▶ Document extract

──────

- Movie Poster
- Directed by: Bhavani Shanker K
- Written by: Bhavani Shanker K
- Produced by: Satish Mynam
- Starring: Rajendra Prasad Pavani Reddy Jayashree Deepti
- Cinematography: Ravikumar Neerla
- Edited by: Basva Paidi Reddy
- Music by: Rajesh
- Production company: Kaipas' Film Production House
- Release date: 26 October 2012;
- Running time: 2hrs 6minutes
- Country: India
- Language: Telugu

= Dream (2012 film) =

Dream is a 2012 Telugu-language psychological thriller film produced by Satish Mynam, Vijaya Mynam under the banner of Kaipa Film Production House and directed by Bhavani Shanker K. The film features Rajendra Prasad, Pavani Reddy and Jayashree and music composed by Rajesh. Dream is scripted and directed by Bhavani Shanker K and is his first feature film as director. The film won Royal Reel Award at the Canada International Film Festival and has also garnered selection at the New York City International Film Festival.

──────

▶ Extracted material
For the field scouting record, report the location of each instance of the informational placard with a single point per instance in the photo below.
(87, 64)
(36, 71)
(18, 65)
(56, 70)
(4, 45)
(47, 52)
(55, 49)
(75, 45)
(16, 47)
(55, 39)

──────

▶ Activity list
a – Answer these questions about the article on the 2012 film Dream.
(i) Who is credited with the cinematography?
(ii) What award did the film win at the Canada International Film Festival?
(iii) What running time does the article give?
b – Quote the stretch of the article on the 2012 film Dream from "Dream is a 2012" through "International Film Festival.".
c – Extend the article on the 2012 film Dream, starting after its last sentence.

▶ Outputs in order
a –
(i) Ravikumar Neerla
(ii) The Royal Reel Award
(iii) 2hrs 6minutes

b –
Dream is a 2012 Telugu-language psychological thriller film produced by Satish Mynam, Vijaya Mynam under the banner of Kaipa Film Production House and directed by Bhavani Shanker K. The film features Rajendra Prasad, Pavani Reddy and Jayashree and music composed by Rajesh. Dream is scripted and directed by Bhavani Shanker K and is his first feature film as director. The film won Royal Reel Award at the Canada International Film Festival and has also garnered selection at the New York City International Film Festival.

c –
==Plot==
The story runs around a retired Army officer who did not get to fight the Kargil war. He now lives with his wife in an upscale, gated community spending most of his time playing war video games. The hero suffers from Hypnagogia, a rare medical disorder. He starts dreaming and believes that his dreams are real. There is a story running in his dream and another in his real life. In a particular stage, he fails to see the demarcation and these subconscious thoughts play havoc in his life and the people around him. Dream is this journey into the mind of the protagonist. This is a Medical thriller film.

==Cast==
- Rajendra Prasad as Army officer
- Pavani Reddy as neighbor
- Jayashree as Army officer's wife
- Deepti
- Vinay Varma

==Production==
Dream news first came out in July 2011 by Kaipas Film Production house, the producers, with Rajendra Prasad in the lead role and Bhavani Shanker K as the director.

The director adds on the protagonist: "He is an interesting and a complex personality, youth will identify with his thoughts as dialogues are designed to appeal to them. The main lead actor Rajendra Prasad will be wearing shirts with his picture on him as he is slightly narcissistic. Jayasri, a Malayali actor plays his wife, Pavani Reddy a teenage girl and his neighbor."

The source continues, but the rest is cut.